» **Information given**

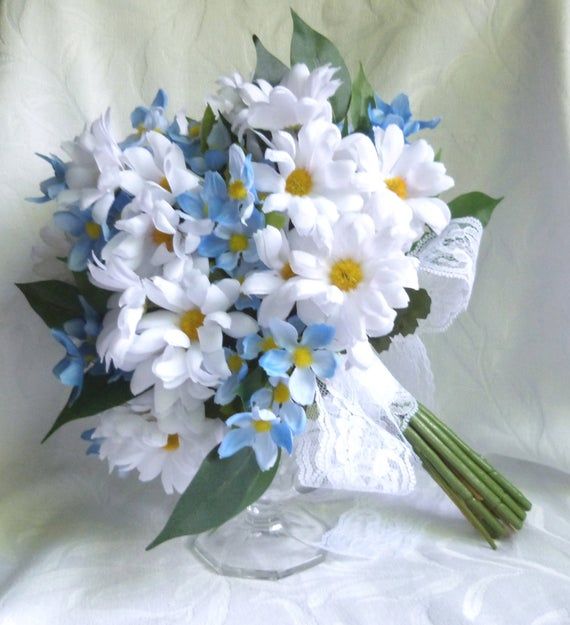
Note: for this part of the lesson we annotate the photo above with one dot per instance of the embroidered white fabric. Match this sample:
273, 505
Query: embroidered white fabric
354, 440
447, 270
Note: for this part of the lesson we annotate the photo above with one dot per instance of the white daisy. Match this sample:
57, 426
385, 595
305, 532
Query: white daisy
356, 284
184, 340
153, 233
133, 441
411, 176
311, 184
93, 175
161, 168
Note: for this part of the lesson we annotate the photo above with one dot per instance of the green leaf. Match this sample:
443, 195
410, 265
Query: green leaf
474, 204
97, 395
54, 301
268, 67
252, 382
406, 321
221, 489
310, 47
206, 127
94, 295
362, 96
276, 219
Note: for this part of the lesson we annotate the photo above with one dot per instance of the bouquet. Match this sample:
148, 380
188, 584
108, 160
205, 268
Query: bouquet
223, 288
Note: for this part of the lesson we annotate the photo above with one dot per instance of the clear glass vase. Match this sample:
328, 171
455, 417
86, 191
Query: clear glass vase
269, 540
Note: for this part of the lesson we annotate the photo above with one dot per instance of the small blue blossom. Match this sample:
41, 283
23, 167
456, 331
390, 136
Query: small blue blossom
146, 118
228, 389
398, 112
250, 346
240, 186
228, 244
70, 369
278, 400
88, 236
78, 338
53, 186
308, 358
261, 430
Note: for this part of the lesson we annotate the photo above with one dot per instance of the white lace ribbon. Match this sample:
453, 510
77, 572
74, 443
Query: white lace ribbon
354, 438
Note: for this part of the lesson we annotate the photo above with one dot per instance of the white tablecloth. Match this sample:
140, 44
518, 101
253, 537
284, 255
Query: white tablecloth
72, 538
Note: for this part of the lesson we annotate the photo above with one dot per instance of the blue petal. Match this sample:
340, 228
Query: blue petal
212, 246
250, 346
263, 398
69, 222
324, 363
284, 333
302, 386
318, 335
235, 440
282, 436
276, 362
80, 253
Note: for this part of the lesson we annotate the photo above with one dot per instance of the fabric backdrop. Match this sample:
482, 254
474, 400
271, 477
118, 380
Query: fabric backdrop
497, 71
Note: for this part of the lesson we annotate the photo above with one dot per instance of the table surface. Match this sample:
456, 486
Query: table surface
72, 538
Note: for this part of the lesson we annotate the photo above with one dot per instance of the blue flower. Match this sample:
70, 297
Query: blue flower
398, 112
51, 187
240, 186
278, 400
78, 338
228, 389
145, 118
88, 236
251, 345
70, 369
211, 201
307, 357
261, 430
229, 243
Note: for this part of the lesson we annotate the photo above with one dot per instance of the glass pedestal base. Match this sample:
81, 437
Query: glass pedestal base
259, 544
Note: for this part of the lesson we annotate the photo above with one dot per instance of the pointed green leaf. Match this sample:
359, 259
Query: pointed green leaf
406, 321
310, 47
268, 67
95, 296
362, 96
220, 489
206, 127
474, 204
54, 301
97, 395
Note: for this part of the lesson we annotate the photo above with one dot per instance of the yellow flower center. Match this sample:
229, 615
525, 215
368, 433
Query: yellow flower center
165, 184
237, 190
159, 237
92, 230
190, 322
172, 443
268, 343
299, 182
302, 357
398, 186
346, 274
234, 363
238, 243
286, 272
261, 426
281, 393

» **Requirements**
Starting at the line that contains "of the table", quote each remaining line of the entries above, unchanged.

» **Complete output**
Note: for this part of the lesson we annotate the photo above with one dot per instance of the table surface. Match this sample:
456, 486
Query: table surface
72, 538
Note: for this part of the lesson we annotate the photo above with one dot per instance of the blue flower. Match this sample:
70, 297
Query: blue flower
398, 112
51, 187
240, 186
278, 400
78, 338
228, 389
145, 118
88, 236
251, 345
70, 369
211, 201
307, 357
261, 430
229, 243
Note: for this part of the lesson we annotate the photo above with one dot per instance of the glass pedestal base. Match this sample:
81, 437
Query: glass pedestal base
259, 544
Note: for this part of the lesson we annotate the photo above with one dot per instance of the pointed green leaf. Match this sample:
359, 259
Query: pointed green leaf
406, 321
310, 47
268, 67
95, 296
362, 96
220, 489
206, 127
474, 204
54, 301
97, 395
Note: for this part of the lesson we annotate the photo above with one dot per instance of the yellow flower center. Match this sample:
229, 615
525, 215
368, 433
Query: yellow flower center
165, 184
237, 190
159, 237
92, 230
190, 322
172, 443
268, 343
299, 182
302, 357
398, 186
346, 274
234, 363
238, 243
286, 272
261, 426
281, 393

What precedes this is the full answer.